(Natural language region descriptions)
--
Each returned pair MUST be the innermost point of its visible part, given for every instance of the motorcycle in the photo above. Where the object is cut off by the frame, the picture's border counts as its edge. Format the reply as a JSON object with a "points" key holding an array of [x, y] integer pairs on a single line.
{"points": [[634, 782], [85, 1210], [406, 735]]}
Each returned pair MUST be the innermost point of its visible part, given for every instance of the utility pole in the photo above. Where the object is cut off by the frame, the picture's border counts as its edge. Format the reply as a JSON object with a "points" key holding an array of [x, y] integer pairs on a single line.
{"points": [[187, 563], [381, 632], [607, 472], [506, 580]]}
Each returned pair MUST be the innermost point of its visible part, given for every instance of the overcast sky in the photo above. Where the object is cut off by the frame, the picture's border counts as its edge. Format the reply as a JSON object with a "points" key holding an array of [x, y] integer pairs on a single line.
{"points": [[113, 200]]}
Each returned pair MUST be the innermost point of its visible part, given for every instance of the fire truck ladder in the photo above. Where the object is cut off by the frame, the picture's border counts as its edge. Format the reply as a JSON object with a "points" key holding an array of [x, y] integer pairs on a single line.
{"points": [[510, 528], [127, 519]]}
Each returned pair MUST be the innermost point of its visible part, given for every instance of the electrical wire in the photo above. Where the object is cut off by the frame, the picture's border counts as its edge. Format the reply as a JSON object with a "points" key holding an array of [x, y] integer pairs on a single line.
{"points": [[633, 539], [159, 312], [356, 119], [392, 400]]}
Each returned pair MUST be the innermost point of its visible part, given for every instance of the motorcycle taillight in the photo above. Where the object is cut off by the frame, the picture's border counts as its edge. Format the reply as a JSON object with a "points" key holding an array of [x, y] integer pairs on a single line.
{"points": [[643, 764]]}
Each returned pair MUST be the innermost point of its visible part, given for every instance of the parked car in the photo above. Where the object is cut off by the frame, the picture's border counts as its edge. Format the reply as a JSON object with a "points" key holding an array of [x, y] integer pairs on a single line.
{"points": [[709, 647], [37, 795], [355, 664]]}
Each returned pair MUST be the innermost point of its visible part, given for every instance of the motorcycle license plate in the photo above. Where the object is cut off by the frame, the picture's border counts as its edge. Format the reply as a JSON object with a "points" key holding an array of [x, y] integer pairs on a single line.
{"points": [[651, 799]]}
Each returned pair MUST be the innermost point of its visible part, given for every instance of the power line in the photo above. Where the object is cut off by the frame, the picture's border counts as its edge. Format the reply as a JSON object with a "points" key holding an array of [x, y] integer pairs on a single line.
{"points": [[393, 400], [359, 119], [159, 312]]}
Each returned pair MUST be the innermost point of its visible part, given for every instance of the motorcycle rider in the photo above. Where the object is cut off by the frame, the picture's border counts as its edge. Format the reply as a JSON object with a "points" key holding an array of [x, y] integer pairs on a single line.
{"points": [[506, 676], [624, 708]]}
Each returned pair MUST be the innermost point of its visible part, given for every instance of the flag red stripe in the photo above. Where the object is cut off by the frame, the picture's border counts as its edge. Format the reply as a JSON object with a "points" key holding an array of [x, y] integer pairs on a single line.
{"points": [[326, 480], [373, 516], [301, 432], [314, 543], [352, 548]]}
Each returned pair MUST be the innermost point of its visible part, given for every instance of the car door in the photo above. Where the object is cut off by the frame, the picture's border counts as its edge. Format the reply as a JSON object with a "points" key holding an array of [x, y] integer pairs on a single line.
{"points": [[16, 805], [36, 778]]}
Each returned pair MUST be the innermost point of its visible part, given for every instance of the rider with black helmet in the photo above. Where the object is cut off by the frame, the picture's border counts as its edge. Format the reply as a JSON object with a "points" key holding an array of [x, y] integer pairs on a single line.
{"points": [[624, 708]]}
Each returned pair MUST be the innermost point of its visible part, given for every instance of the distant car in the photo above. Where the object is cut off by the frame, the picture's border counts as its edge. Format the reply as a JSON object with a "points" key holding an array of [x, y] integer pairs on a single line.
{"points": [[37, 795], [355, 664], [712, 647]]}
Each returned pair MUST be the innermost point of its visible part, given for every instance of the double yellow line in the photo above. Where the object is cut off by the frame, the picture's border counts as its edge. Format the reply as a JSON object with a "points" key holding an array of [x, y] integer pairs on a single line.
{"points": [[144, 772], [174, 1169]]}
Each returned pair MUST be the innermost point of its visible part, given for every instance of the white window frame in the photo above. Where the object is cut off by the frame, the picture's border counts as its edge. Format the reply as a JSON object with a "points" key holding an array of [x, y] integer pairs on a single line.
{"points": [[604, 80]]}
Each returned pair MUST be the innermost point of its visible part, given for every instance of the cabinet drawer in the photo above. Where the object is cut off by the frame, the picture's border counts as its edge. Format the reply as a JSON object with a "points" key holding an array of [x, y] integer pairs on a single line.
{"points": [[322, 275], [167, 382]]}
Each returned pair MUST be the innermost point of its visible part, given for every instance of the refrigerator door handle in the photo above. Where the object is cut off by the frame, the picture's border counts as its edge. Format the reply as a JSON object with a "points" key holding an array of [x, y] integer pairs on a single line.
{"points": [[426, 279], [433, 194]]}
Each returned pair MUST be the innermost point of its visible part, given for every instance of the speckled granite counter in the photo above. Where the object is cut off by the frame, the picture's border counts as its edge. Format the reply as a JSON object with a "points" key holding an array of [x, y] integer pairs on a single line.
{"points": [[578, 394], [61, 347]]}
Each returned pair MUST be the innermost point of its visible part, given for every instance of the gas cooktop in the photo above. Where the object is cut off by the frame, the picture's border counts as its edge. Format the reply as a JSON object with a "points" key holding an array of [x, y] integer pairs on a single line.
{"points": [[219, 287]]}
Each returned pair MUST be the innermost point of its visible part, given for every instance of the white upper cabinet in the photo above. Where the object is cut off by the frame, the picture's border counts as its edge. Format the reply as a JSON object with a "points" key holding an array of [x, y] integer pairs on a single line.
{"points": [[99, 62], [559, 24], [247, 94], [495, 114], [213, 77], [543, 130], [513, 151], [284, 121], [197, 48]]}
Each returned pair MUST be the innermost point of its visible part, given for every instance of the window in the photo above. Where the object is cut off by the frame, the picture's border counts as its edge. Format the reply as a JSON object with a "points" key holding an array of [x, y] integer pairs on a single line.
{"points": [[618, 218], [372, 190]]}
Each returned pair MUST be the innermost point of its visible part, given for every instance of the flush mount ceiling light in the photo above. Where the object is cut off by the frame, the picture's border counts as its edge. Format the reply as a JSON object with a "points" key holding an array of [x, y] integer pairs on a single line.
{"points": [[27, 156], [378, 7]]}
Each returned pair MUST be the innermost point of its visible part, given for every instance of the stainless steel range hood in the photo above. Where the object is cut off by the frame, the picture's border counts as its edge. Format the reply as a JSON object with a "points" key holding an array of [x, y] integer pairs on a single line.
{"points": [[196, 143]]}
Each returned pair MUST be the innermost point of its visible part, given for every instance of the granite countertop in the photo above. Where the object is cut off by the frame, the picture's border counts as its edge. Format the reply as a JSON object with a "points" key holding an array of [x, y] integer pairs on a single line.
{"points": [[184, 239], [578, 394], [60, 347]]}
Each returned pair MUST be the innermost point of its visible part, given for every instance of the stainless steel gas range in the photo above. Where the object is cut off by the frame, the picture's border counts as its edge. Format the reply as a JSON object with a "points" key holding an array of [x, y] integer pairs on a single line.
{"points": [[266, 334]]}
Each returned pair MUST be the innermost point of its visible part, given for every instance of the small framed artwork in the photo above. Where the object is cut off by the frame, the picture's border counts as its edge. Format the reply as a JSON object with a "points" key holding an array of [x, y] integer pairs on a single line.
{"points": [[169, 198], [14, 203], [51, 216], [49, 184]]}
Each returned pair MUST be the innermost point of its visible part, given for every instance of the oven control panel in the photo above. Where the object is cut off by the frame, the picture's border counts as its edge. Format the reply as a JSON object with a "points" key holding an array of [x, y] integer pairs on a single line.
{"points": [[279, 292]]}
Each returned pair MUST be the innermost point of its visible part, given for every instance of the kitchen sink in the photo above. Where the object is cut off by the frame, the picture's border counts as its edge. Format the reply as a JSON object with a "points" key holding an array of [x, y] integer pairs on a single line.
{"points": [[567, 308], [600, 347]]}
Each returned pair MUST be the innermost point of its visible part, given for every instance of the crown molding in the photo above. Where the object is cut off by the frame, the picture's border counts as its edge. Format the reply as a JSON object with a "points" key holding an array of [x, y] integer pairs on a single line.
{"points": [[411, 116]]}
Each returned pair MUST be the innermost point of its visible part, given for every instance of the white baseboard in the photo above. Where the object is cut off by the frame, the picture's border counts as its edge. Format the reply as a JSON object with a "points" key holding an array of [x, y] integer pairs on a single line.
--
Could you copy exactly the line containing "of the crown" and each line after it through the end of the records, and nothing else?

Each returned pair MUST be the innermost point of its visible part, given for every instance of the crown molding in the photo above. Where the object is cut off by the frame, the picture's border counts as its edge. Format the reply as a JSON object with a "points" key holding an array of [x, y] integer pairs on a single line.
{"points": [[411, 116]]}
Each returned pair MUST be the innermost point of its visible part, given for every instance of the white baseboard in the photo above. Where the object is cut off by the frame, the picture's border counts as its edge. Format the reply as a JSON object with a "points" key holding an array of [x, y] integer pairs on a single line.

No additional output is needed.